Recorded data
****
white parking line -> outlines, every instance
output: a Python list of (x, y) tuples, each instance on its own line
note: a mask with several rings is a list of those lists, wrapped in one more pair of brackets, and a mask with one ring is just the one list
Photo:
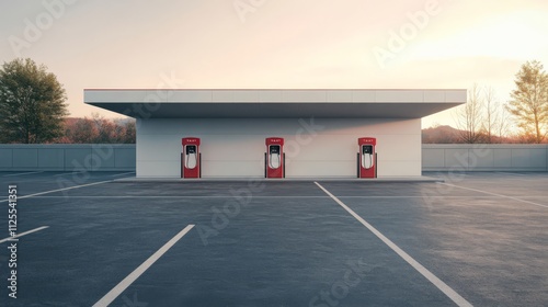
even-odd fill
****
**Your task**
Repeat every line of the entries above word for word, but leave out the pictures.

**Written solution**
white parking line -> outlines, every instance
output: a Python list of (x, y) tuples, each instance on its own line
note: a mask with several rings is a list of those lists, wrapped in one more pair of brackets, and a mask with one ring is just the one list
Photo:
even-odd fill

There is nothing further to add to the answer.